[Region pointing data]
= Beginning of Section =

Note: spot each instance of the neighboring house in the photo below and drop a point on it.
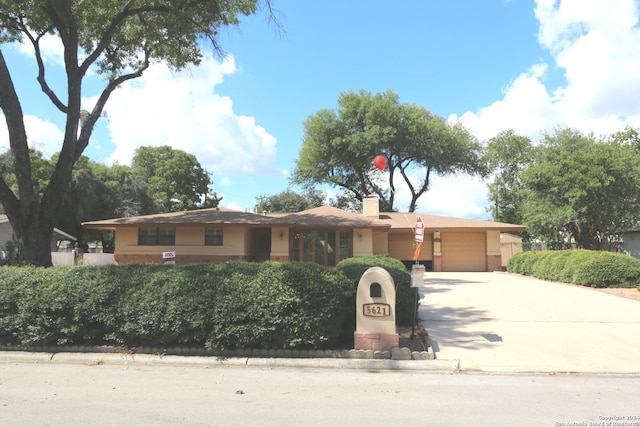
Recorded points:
(6, 235)
(6, 238)
(631, 241)
(324, 235)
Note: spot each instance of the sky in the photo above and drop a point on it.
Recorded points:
(529, 65)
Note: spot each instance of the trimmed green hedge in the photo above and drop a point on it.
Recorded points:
(218, 306)
(595, 269)
(406, 300)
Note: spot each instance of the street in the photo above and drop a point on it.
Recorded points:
(50, 394)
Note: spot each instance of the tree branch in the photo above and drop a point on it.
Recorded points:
(90, 121)
(14, 117)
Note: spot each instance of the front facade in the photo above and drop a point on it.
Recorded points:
(324, 235)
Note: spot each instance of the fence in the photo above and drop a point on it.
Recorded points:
(71, 258)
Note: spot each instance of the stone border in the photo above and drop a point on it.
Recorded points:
(397, 353)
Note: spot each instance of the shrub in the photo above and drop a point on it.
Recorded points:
(228, 305)
(583, 267)
(406, 296)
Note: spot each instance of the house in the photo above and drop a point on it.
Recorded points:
(511, 244)
(631, 241)
(6, 237)
(324, 235)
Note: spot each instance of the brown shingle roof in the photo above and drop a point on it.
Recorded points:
(328, 216)
(324, 216)
(197, 217)
(433, 222)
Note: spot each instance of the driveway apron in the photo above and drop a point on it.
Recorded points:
(507, 323)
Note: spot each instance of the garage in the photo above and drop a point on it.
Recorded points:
(464, 252)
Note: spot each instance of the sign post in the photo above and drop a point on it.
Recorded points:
(169, 257)
(417, 270)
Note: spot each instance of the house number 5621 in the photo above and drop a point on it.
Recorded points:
(376, 310)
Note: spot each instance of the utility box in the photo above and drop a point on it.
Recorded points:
(375, 311)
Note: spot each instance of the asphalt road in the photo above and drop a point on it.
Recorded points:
(39, 394)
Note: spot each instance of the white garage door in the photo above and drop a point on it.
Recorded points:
(464, 252)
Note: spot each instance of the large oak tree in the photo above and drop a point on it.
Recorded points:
(340, 145)
(118, 39)
(580, 189)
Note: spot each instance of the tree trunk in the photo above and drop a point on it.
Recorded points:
(33, 240)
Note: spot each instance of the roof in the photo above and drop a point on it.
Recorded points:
(400, 220)
(195, 217)
(324, 216)
(60, 233)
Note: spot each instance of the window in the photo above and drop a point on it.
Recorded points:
(213, 236)
(154, 236)
(319, 246)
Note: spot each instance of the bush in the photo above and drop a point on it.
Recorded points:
(218, 306)
(406, 297)
(578, 266)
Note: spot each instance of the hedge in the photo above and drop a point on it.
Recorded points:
(595, 269)
(406, 296)
(219, 306)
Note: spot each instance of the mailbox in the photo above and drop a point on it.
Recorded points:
(375, 311)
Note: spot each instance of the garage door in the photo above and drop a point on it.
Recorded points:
(464, 252)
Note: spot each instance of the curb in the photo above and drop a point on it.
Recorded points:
(95, 359)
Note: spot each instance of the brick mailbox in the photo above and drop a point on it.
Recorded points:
(375, 311)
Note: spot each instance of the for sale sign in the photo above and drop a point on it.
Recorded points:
(419, 230)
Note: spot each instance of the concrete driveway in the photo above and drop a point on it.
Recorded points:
(506, 323)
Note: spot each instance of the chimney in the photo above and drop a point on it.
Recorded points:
(371, 207)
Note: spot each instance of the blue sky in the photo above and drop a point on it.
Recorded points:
(528, 65)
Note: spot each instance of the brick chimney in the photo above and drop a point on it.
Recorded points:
(371, 207)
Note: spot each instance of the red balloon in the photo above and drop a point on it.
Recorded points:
(380, 162)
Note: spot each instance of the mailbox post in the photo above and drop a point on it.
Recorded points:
(375, 311)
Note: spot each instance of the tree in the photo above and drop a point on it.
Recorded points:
(118, 39)
(507, 155)
(175, 180)
(339, 146)
(581, 190)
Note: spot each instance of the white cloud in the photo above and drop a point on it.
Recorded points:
(182, 110)
(597, 46)
(51, 49)
(42, 135)
(458, 196)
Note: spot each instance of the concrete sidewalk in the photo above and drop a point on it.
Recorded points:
(507, 323)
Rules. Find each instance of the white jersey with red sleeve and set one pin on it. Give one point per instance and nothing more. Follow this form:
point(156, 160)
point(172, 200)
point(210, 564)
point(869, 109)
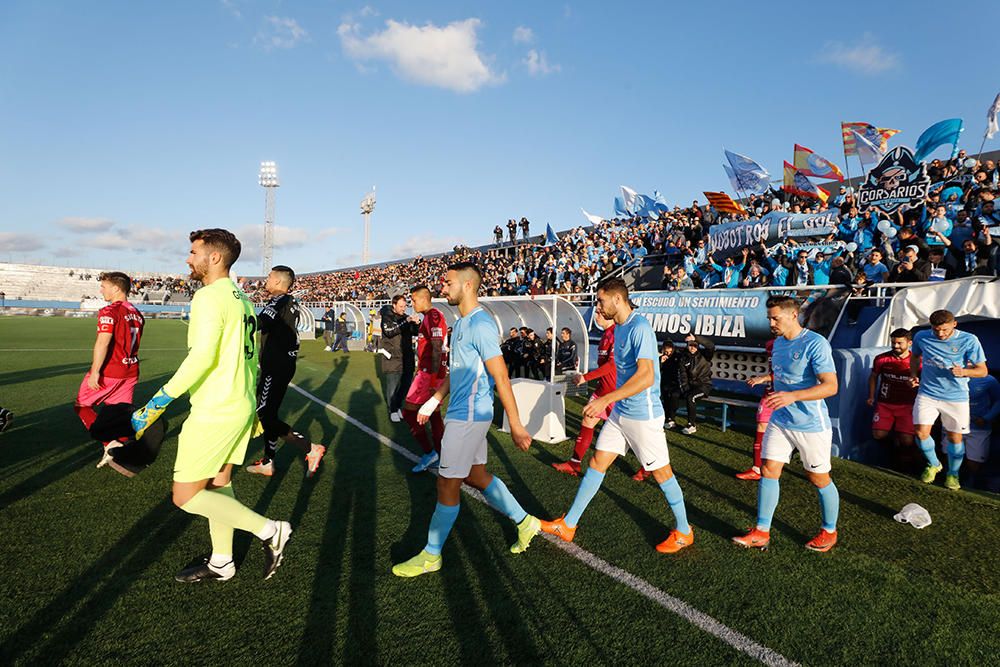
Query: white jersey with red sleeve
point(432, 328)
point(124, 322)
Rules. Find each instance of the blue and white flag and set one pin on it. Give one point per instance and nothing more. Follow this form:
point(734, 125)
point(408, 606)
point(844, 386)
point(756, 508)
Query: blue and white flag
point(751, 176)
point(867, 152)
point(940, 133)
point(550, 236)
point(620, 210)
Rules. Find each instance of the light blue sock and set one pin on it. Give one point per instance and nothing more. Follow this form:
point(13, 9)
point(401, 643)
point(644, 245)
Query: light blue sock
point(441, 523)
point(956, 454)
point(675, 498)
point(768, 491)
point(498, 496)
point(927, 447)
point(829, 506)
point(591, 482)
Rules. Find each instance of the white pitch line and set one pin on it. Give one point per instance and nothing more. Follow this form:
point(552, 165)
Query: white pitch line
point(703, 621)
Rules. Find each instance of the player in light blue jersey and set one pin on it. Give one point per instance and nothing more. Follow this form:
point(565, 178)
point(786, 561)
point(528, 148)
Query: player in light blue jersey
point(476, 366)
point(949, 358)
point(804, 375)
point(636, 422)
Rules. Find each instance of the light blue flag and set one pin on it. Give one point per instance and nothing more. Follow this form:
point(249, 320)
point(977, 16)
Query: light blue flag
point(749, 174)
point(619, 208)
point(940, 133)
point(550, 236)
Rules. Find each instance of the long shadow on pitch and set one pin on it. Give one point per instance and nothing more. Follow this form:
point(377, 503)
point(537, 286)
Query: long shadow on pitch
point(98, 588)
point(351, 514)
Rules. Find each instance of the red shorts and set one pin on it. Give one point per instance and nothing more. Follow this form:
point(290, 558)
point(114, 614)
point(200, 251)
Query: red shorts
point(422, 388)
point(111, 390)
point(607, 411)
point(893, 417)
point(763, 412)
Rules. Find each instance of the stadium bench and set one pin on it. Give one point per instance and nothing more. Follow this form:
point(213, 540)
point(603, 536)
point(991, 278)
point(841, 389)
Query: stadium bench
point(725, 402)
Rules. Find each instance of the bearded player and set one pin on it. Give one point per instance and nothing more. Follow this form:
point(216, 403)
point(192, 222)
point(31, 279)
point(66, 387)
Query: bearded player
point(606, 378)
point(430, 372)
point(476, 366)
point(114, 367)
point(220, 374)
point(635, 422)
point(277, 324)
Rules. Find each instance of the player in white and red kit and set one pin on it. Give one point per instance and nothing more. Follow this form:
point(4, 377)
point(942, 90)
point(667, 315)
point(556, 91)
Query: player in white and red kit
point(431, 370)
point(114, 368)
point(891, 392)
point(606, 377)
point(763, 416)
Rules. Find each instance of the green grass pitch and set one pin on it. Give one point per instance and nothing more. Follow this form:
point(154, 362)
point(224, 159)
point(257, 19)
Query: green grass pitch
point(89, 556)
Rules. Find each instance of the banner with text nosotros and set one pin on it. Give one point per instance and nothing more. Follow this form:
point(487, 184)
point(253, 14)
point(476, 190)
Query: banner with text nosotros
point(730, 317)
point(729, 239)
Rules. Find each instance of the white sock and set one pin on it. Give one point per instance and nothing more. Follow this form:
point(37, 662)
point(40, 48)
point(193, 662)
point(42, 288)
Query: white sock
point(220, 560)
point(267, 532)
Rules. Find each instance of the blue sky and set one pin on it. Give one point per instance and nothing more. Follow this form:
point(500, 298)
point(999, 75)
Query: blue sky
point(128, 124)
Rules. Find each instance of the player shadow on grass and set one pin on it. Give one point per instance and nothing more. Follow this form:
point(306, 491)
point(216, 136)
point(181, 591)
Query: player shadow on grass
point(56, 437)
point(94, 593)
point(43, 373)
point(348, 531)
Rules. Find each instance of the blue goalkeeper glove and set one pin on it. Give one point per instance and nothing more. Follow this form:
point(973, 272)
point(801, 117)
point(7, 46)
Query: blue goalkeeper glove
point(149, 413)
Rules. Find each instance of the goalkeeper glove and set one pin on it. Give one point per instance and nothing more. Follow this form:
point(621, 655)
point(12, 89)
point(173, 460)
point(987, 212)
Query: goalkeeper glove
point(149, 413)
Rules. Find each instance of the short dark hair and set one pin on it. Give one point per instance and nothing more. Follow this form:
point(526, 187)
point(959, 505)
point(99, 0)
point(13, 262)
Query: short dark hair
point(783, 302)
point(468, 266)
point(614, 286)
point(118, 279)
point(222, 241)
point(286, 272)
point(939, 317)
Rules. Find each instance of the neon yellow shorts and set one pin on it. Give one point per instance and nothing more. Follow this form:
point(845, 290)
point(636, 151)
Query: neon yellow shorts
point(206, 444)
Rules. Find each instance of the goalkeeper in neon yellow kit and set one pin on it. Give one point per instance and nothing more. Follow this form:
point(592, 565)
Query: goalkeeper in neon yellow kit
point(219, 372)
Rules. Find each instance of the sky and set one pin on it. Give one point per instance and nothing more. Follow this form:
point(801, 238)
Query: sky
point(125, 125)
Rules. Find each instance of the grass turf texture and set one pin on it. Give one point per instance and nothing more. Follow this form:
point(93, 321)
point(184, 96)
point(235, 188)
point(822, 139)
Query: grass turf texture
point(90, 555)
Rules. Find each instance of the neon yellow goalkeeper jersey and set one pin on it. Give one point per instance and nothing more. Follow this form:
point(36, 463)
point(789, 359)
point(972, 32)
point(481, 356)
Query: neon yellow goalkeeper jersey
point(220, 370)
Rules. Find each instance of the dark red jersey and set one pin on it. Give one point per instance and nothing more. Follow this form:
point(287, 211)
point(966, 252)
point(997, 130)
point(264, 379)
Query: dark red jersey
point(893, 377)
point(605, 373)
point(124, 323)
point(432, 328)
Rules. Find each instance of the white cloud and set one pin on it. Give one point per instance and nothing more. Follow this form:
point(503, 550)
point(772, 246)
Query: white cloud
point(14, 242)
point(424, 245)
point(81, 224)
point(280, 32)
point(523, 35)
point(446, 57)
point(865, 57)
point(538, 64)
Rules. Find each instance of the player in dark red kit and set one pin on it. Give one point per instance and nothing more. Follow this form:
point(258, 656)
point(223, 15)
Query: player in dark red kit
point(763, 416)
point(606, 377)
point(431, 370)
point(892, 394)
point(114, 369)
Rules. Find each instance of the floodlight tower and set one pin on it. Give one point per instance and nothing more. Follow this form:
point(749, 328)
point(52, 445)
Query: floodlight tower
point(367, 207)
point(268, 179)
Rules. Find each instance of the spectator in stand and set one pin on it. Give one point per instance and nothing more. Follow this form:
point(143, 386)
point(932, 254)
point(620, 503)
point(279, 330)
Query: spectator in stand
point(329, 317)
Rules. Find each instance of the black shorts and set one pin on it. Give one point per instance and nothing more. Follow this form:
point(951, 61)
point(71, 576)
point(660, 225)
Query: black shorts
point(271, 387)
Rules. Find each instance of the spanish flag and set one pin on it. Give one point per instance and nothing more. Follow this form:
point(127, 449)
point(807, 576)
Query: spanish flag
point(723, 203)
point(811, 164)
point(877, 135)
point(797, 184)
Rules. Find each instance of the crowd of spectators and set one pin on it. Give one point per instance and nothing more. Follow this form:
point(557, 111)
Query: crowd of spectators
point(948, 235)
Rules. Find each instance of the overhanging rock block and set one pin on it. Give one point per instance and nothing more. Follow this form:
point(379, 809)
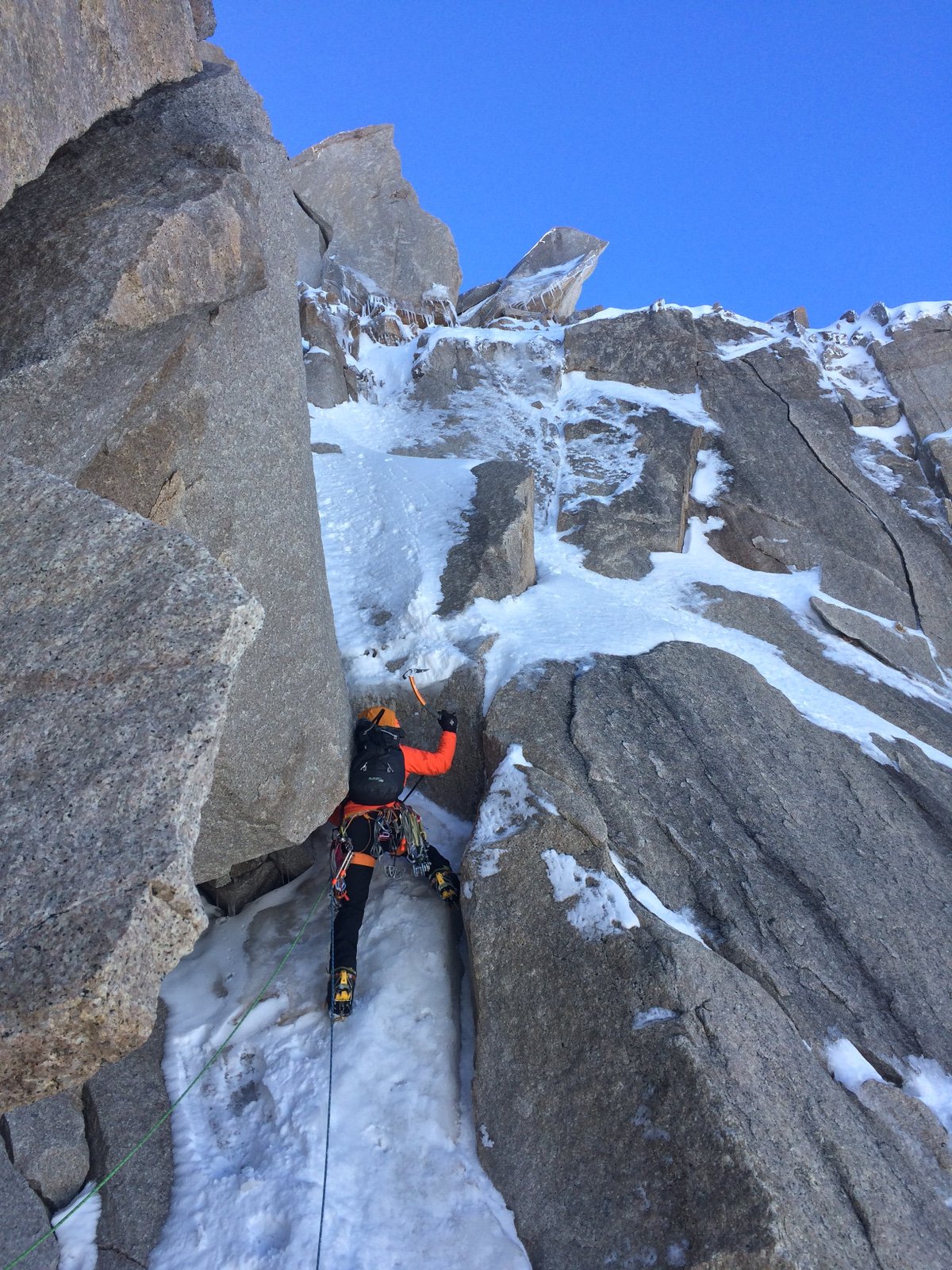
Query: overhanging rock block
point(167, 376)
point(118, 645)
point(380, 238)
point(63, 65)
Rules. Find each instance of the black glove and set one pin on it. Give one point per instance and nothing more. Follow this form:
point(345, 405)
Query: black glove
point(446, 721)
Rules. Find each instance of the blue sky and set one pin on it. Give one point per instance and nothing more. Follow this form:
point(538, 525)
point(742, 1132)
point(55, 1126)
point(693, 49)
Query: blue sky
point(762, 156)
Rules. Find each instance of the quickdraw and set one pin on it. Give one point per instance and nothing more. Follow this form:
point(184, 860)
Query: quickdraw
point(395, 831)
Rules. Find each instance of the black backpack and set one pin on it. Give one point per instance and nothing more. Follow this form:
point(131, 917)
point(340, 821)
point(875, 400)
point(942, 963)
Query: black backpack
point(378, 772)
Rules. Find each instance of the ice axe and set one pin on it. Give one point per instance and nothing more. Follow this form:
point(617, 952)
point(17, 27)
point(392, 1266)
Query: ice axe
point(409, 675)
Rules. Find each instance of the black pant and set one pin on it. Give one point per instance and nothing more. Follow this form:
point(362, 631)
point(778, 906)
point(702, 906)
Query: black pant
point(347, 924)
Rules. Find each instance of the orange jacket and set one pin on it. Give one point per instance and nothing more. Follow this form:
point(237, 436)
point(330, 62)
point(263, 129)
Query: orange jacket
point(419, 762)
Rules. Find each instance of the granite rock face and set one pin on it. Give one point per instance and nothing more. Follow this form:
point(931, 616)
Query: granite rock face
point(380, 239)
point(546, 281)
point(65, 65)
point(124, 1102)
point(712, 1105)
point(118, 647)
point(497, 558)
point(23, 1219)
point(48, 1143)
point(169, 353)
point(917, 360)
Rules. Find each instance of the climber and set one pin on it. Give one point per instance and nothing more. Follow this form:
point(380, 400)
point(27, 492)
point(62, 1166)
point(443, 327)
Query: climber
point(371, 821)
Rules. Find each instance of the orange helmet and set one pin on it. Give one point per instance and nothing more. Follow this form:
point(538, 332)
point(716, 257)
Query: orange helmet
point(380, 715)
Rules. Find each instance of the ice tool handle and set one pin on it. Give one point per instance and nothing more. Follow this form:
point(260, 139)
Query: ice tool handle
point(409, 675)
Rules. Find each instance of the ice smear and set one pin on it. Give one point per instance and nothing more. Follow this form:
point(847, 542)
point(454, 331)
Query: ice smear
point(711, 479)
point(76, 1237)
point(655, 1015)
point(681, 921)
point(928, 1081)
point(848, 1066)
point(503, 812)
point(249, 1140)
point(601, 906)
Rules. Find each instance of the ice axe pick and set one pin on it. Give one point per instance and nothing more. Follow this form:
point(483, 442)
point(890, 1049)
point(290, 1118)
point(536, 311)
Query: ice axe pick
point(409, 675)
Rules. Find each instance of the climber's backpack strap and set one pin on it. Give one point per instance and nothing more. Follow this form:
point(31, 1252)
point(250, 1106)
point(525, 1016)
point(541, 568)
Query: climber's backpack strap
point(378, 770)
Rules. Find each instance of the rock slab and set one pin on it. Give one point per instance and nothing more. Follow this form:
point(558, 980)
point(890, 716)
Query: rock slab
point(497, 558)
point(118, 647)
point(169, 353)
point(380, 239)
point(63, 67)
point(124, 1102)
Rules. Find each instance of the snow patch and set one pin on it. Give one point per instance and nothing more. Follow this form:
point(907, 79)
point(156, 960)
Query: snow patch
point(76, 1237)
point(655, 1015)
point(681, 921)
point(602, 907)
point(503, 812)
point(848, 1066)
point(711, 478)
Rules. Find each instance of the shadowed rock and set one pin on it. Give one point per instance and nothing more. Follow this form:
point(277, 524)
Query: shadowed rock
point(65, 65)
point(695, 1100)
point(124, 1102)
point(380, 239)
point(48, 1143)
point(546, 281)
point(23, 1219)
point(497, 556)
point(118, 645)
point(152, 353)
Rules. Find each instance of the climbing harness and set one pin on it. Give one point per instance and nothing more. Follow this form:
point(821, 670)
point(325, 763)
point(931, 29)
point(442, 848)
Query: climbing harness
point(188, 1089)
point(397, 831)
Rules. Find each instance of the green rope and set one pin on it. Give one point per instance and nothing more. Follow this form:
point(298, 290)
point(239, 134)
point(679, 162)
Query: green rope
point(162, 1119)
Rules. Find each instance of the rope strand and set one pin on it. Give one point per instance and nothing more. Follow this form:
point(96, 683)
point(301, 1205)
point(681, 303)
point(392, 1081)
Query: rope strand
point(162, 1119)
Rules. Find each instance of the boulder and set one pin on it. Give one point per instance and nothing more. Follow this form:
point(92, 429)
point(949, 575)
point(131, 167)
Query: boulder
point(497, 556)
point(124, 1102)
point(546, 281)
point(169, 352)
point(380, 239)
point(23, 1219)
point(118, 647)
point(48, 1143)
point(63, 67)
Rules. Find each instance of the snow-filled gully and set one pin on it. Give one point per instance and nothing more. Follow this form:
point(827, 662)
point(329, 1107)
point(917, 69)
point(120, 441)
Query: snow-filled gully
point(405, 1185)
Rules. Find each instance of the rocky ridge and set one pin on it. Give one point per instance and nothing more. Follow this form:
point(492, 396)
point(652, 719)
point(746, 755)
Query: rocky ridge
point(714, 778)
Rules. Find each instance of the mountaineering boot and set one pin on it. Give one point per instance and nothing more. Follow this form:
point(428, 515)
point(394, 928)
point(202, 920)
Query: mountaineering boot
point(446, 882)
point(340, 997)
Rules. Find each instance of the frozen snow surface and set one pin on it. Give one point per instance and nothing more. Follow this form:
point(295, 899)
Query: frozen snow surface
point(600, 908)
point(404, 1185)
point(76, 1237)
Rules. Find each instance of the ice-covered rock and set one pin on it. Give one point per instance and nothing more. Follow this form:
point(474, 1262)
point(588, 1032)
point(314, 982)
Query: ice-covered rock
point(118, 647)
point(546, 281)
point(381, 243)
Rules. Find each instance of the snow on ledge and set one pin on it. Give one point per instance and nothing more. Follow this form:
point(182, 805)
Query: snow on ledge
point(601, 908)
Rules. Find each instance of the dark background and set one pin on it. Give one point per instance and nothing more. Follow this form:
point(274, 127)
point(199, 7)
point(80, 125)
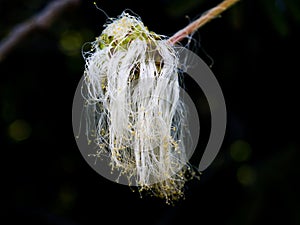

= End of Section =

**ASSIGNMENT**: Where a line in the records above includes the string "driveway", show it.

**ANSWER SECTION**:
Note: spot each instance of the driveway apron in the photo above and drop a point on it.
Note: spot each instance of the concrete driveway in the photo above and drop a point on it.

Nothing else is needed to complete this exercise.